§ **Directions for this task**
Within the entries below, find the portion that opens with the line containing "Category: street lamp" and closes with the line containing "Category: blurred lounge chair". Retype that portion exactly and only.

§ **Data for processing**
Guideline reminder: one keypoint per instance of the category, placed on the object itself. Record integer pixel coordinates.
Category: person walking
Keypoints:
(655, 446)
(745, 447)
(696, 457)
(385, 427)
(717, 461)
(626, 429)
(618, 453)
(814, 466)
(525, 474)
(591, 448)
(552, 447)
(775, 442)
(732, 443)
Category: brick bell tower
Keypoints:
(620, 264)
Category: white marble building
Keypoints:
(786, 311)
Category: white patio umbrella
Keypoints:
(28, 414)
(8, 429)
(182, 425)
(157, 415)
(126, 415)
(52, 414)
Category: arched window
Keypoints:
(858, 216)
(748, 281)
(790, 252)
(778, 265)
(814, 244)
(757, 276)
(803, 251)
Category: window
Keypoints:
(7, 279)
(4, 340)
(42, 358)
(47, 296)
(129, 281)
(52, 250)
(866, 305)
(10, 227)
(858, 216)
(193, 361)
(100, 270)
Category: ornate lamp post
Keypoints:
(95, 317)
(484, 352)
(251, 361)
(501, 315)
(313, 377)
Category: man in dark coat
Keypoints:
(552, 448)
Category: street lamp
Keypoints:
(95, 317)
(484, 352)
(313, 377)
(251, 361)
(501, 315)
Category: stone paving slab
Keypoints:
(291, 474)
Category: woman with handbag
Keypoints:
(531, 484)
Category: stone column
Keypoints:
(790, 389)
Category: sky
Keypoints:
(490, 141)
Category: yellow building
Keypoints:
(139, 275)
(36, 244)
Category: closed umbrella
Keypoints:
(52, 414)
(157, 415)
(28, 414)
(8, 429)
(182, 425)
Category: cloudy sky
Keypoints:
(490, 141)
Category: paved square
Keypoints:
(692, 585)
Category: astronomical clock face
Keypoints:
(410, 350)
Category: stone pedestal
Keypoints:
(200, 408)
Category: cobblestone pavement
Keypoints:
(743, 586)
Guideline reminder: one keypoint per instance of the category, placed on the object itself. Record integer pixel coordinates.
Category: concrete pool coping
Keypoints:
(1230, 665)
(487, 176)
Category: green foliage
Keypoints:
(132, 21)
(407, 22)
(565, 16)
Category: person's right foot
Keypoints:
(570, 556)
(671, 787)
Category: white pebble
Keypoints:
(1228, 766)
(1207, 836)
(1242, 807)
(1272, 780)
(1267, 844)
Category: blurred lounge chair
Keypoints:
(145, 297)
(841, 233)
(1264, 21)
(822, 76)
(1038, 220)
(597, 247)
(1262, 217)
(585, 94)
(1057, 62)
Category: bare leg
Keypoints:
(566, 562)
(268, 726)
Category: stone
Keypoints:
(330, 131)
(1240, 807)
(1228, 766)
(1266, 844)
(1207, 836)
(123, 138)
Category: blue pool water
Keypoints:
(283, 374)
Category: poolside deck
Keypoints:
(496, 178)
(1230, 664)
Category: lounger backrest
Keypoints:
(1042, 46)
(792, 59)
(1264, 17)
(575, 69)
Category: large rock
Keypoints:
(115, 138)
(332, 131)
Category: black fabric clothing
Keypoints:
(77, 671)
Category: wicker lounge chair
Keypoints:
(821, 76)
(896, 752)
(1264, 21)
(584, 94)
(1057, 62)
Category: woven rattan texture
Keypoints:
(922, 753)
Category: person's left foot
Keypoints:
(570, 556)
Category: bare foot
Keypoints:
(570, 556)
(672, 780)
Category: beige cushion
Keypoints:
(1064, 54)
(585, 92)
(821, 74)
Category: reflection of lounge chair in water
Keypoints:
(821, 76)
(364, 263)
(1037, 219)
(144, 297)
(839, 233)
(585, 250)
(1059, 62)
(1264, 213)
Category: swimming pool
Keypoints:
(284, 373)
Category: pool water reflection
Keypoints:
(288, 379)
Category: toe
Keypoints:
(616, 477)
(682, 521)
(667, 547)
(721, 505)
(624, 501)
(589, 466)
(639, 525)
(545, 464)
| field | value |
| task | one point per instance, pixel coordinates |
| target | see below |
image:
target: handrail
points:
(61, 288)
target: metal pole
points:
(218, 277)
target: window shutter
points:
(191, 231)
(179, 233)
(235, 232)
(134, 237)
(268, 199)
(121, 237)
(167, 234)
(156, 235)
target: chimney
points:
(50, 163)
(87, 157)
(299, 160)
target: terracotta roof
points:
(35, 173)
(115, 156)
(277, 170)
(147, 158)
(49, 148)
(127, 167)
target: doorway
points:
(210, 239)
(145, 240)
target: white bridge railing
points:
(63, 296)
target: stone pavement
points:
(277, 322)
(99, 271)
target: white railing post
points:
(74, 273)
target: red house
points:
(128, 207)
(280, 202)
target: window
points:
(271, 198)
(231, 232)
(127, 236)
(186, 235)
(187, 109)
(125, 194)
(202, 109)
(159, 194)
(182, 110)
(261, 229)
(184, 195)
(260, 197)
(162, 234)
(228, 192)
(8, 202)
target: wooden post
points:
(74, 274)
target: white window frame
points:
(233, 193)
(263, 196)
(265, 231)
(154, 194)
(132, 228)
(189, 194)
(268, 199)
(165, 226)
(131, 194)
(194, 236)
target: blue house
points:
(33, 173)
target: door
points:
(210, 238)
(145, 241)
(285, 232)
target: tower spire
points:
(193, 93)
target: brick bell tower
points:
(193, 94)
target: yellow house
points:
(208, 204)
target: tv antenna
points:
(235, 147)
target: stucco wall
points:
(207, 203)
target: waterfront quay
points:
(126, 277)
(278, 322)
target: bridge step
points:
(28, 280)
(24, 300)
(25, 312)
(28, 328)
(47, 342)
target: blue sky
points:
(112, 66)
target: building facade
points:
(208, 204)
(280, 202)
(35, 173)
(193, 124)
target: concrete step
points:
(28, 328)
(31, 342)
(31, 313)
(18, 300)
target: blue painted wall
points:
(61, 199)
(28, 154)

§ **Output**
Category: street lamp
Keypoints:
(95, 317)
(484, 352)
(313, 377)
(251, 361)
(501, 315)
Category: stone paving slab
Keypoints:
(291, 474)
Category: woman with handbag
Keypoints:
(531, 484)
Category: stone column
Keypoints:
(790, 389)
Category: sky
Keypoints:
(490, 141)
Category: yellow building
Keypoints:
(139, 275)
(36, 244)
Category: closed umbrella
Keypoints:
(52, 414)
(157, 415)
(28, 414)
(8, 429)
(182, 425)
Category: cloudy sky
Keypoints:
(490, 141)
Category: paved square
Keypoints:
(692, 585)
Category: astronomical clock face
Keypoints:
(410, 350)
Category: stone pedestal
Keypoints:
(200, 408)
Category: cobblestone pavement
Keypoints:
(743, 586)
Guideline reminder: one keypoint per instance of the category, placed on the object itself. Record integer pixel coordinates.
Category: concrete pool coping
Keypoints:
(1230, 665)
(487, 176)
Category: green foliage
Keypoints:
(132, 21)
(407, 22)
(565, 16)
Category: person's right foot
Keypoints:
(570, 556)
(671, 787)
Category: white pebble
Keypoints:
(1228, 766)
(1207, 836)
(1242, 807)
(1272, 780)
(1267, 844)
Category: blurred lounge chair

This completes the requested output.